▶ [Testo mostrato]
^^^^

I ricercatori canadesi e statunitensi individuano la causa dell’epidemia che ha devastato l’ecosistema del Pacifico

Finalmente sappiamo perché negli ultimi 15 anni sono morte miliardi di stelle marine

Una delle più gravi epidemie marine mai osservate ha finalmente un colpevole. A causare la moria di miliardi di stelle marine lungo la costa pacifica del Nord America, dal 2013 a oggi, è stato un batterio: Vibrio pectenicida, appartenente allo stesso genere di quello che provoca il colera nell’essere umano. A identificarlo è stato un team di ricercatori dell’Hakai Institute e dell’Università della British Columbia, con il supporto di colleghi statunitensi. La scoperta, pubblicata sulla rivista Nature Ecology & Evolution, rappresenta un punto di svolta nella comprensione delle malattie marine e offre nuove speranze per la tutela di un ecosistema messo a dura prova.

La morìa ha colpito oltre 20 specie di stelle marine tra il Messico e l’Alaska, causando un crollo del 90% della popolazione di Pycnopodia helianthoides, la cosiddetta stella marina girasole, una delle più grandi e importanti della regione. Con i suoi fino a 24 bracci e oltre un metro di diametro, questa specie è considerata un predatore chiave nell’equilibrio delle foreste sottomarine.«È la più grande epidemia marina tra animali selvatici mai documentata» – sottolineano gli autori dello studio – «e ora che conosciamo il responsabile, possiamo provare a invertire la rotta». Le conseguenze ecologiche della scomparsa delle stelle marine sono state drammatiche. In loro assenza, i ricci di mare, di cui sono predatrici, si sono moltiplicati incontrollatamente, distruggendo le laminariali (kelp), gigantesche alghe che formano foreste sottomarine fondamentali per migliaia di specie marine. Queste alghe sono inoltre alleate preziose contro il cambiamento climatico, perché assorbono grandi quantità di anidride carbonica, contribuendo alla regolazione dell’ecosistema globale.

Per individuare il patogeno, i ricercatori hanno allevato in laboratorio un gran numero di stelle marine girasole e confrontato i dati genetici di individui sani e malati. La presenza del Vibrio pectenicida è emersa chiaramente nei soggetti infetti. Il passo decisivo è stato infettare stelle sane con il batterio: su 20 esemplari, solo uno è sopravvissuto, e solo perché esposto alla dose più bassa.

^^^^

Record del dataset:
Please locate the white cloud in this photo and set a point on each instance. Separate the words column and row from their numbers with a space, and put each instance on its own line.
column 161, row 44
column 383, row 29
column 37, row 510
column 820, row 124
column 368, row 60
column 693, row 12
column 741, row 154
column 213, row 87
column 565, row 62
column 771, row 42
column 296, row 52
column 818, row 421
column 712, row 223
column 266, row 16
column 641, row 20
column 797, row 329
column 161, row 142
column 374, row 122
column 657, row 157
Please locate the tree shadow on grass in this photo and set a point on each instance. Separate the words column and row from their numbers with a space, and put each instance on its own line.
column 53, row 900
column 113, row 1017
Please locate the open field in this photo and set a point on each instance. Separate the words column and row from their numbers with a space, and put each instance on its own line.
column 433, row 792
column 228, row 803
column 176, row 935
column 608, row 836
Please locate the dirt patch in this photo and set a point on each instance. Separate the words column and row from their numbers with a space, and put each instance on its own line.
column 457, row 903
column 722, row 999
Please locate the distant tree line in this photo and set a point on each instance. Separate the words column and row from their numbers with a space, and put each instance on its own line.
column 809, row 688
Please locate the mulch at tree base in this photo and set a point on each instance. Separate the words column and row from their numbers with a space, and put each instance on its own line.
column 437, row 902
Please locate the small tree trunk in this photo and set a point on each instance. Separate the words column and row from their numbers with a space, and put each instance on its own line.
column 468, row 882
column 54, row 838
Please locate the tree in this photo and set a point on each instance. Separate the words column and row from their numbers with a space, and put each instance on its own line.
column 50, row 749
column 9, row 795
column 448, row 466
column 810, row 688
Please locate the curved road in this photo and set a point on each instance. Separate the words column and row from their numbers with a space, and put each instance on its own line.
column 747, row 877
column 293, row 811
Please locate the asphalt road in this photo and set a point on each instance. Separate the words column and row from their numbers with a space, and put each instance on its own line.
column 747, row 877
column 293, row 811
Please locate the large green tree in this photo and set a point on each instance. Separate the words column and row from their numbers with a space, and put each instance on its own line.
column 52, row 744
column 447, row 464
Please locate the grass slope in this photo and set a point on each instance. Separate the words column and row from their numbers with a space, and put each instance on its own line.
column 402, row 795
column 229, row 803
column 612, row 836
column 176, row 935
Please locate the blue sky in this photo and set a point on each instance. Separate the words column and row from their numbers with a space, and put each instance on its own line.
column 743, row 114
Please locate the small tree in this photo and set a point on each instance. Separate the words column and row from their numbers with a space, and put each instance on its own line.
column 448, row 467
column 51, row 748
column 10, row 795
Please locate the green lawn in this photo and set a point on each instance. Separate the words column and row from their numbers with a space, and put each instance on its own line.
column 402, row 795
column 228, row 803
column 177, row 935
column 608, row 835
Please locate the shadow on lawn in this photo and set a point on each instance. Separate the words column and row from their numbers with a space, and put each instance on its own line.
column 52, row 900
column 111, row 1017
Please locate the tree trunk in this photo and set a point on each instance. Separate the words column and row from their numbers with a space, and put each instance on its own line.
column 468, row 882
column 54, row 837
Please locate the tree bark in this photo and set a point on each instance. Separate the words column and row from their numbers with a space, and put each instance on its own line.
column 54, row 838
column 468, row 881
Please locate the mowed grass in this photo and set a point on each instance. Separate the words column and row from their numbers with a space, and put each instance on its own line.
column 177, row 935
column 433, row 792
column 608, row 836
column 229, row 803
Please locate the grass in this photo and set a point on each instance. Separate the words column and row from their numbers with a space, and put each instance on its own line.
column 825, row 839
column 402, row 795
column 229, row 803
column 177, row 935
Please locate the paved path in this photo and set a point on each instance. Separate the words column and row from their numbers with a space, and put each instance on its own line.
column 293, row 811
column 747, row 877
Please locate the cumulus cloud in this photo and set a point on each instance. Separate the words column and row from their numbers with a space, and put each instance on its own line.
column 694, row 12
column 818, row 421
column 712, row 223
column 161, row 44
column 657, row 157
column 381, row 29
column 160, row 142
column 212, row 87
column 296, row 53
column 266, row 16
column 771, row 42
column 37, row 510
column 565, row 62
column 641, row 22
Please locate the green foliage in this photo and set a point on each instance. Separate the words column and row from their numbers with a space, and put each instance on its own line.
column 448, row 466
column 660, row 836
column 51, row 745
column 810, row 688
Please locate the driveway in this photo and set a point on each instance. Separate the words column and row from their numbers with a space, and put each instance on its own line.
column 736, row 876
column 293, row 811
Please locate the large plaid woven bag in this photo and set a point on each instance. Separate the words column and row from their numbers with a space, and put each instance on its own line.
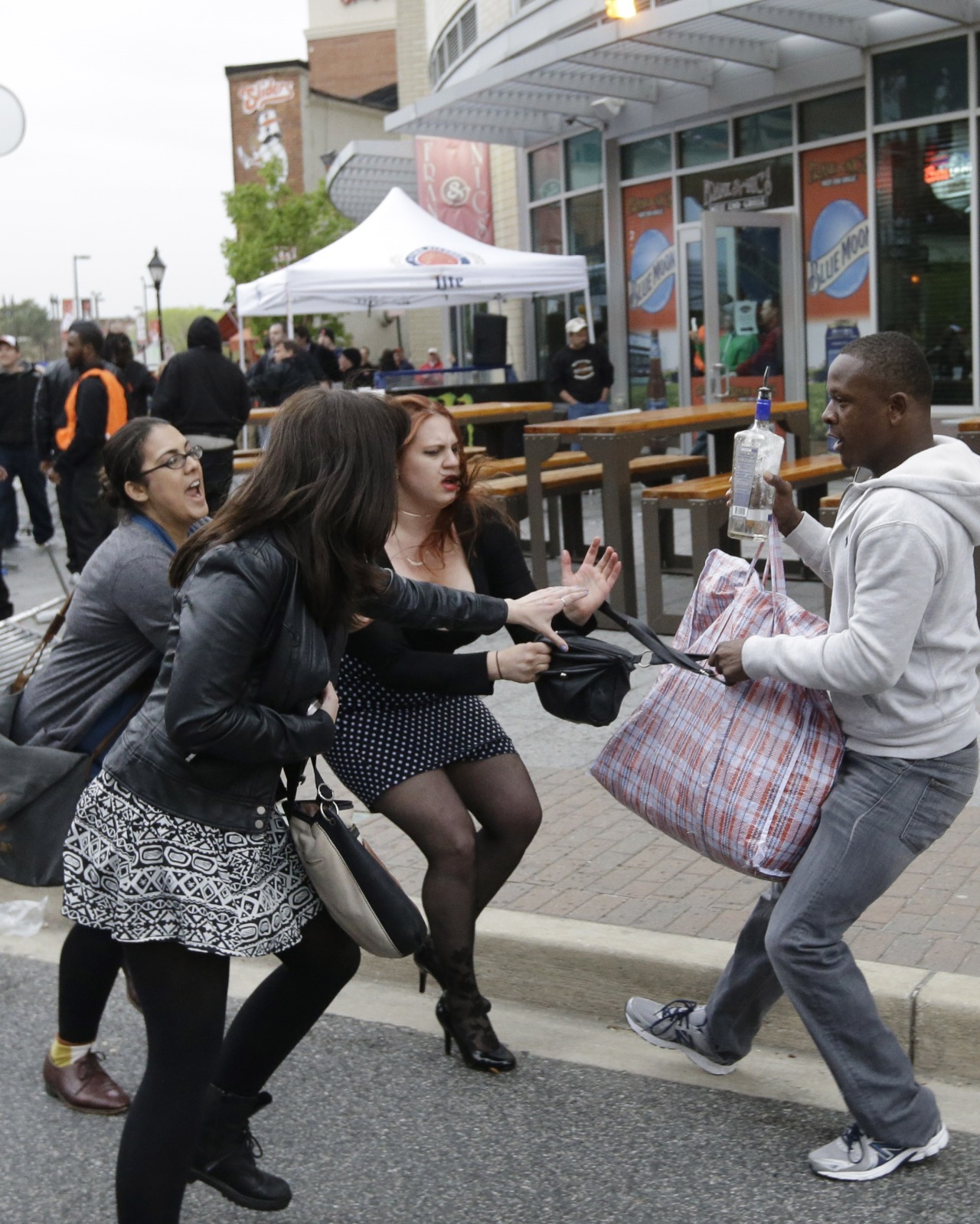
column 738, row 774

^^^^

▶ [Esplora il materiale]
a – Stabilisci se le seguenti affermazioni concordano con il testo sulle stelle marine. Per ciascuna rispondi sì o no e cita testualmente le parole decisive. (i) Il batterio individuato appartiene allo stesso genere di quello che provoca il colera nell'essere umano. (ii) La popolazione della stella marina girasole è diminuita del 50%. (iii) Le laminariali assorbono grandi quantità di anidride carbonica.
b – Restituisci, copiandolo senza modifiche, il passo del testo sulle stelle marine che inizia con le parole "Una delle più gravi" e si ferma dopo le parole "a dura prova.".
c – Elenca tutti i numeri scritti in cifre nel testo sulle stelle marine e indica per ciascuno a che cosa si riferisce.

▶ [Elenco risposte]
a –
(i) Sì: "appartenente allo stesso genere di quello che provoca il colera nell’essere umano".
(ii) No: "causando un crollo del 90% della popolazione di Pycnopodia helianthoides".
(iii) Sì: "perché assorbono grandi quantità di anidride carbonica".

b –
Una delle più gravi epidemie marine mai osservate ha finalmente un colpevole. A causare la moria di miliardi di stelle marine lungo la costa pacifica del Nord America, dal 2013 a oggi, è stato un batterio: Vibrio pectenicida, appartenente allo stesso genere di quello che provoca il colera nell’essere umano. A identificarlo è stato un team di ricercatori dell’Hakai Institute e dell’Università della British Columbia, con il supporto di colleghi statunitensi. La scoperta, pubblicata sulla rivista Nature Ecology & Evolution, rappresenta un punto di svolta nella comprensione delle malattie marine e offre nuove speranze per la tutela di un ecosistema messo a dura prova.

c –
- 15: gli ultimi anni in cui sono morte miliardi di stelle marine
- 2013: l'anno da cui è in corso la moria
- 20: le specie di stelle marine colpite (oltre 20)
- 90%: il crollo della popolazione di Pycnopodia helianthoides
- 24: i bracci della stella marina girasole (fino a 24)
- 20: gli esemplari sani infettati con il batterio